#### [Reading text]
## BEGIN

FROM my vantage point at Gartmorn Dam, a careful scan with binoculars revealed just a handful of mallards and mute swans.

The loch was otherwise quiet, and I exhaled a sigh of disappointment.

The dearth of ducks was most probably due to the fact it was still early in the season and the main influx of winter visitors had yet to arrive.

I quickly reprimanded myself for this momentary feeling of chagrin, for to dismiss the mallards and swans in such cavalier fashion was unforgivable.

To assuage my guilt, I brought a drake mallard into focus and was immediately taken by his brilliant green head and chestnut breast, which glowed under the soft autumnal light.

I watched the mallards for a while longer, before taking a circuit around the loch.

A lone great crested grebe fishing out in the water caught my eye.

It was in its pale, rather drab winter plumage, and it was hard to imagine that come the spring, this bird would transform into a dazzling beauty, with sparkling and flashy 'ear tufts'.

Great crested grebes have a spectacular courtship display where there is much head shaking and rearing up to each other breast to breast.

## END

#### [Data shown]
## BEGIN

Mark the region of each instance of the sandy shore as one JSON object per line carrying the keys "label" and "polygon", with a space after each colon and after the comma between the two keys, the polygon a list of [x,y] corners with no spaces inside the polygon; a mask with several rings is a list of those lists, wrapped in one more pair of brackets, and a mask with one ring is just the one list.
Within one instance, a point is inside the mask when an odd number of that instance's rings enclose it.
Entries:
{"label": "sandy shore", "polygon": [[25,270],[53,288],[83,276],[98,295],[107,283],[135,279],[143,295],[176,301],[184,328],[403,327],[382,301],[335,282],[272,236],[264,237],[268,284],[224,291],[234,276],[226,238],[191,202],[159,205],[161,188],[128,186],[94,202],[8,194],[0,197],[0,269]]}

## END

#### [Problem details]
Revise the stretch of the Gartmorn Dam text from "The loch was" through "caught my eye.", changing "loch" to "reservoir".

#### [Result of the exercise]
The reservoir was otherwise quiet, and I exhaled a sigh of disappointment.

The dearth of ducks was most probably due to the fact it was still early in the season and the main influx of winter visitors had yet to arrive.

I quickly reprimanded myself for this momentary feeling of chagrin, for to dismiss the mallards and swans in such cavalier fashion was unforgivable.

To assuage my guilt, I brought a drake mallard into focus and was immediately taken by his brilliant green head and chestnut breast, which glowed under the soft autumnal light.

I watched the mallards for a while longer, before taking a circuit around the reservoir.

A lone great crested grebe fishing out in the water caught my eye.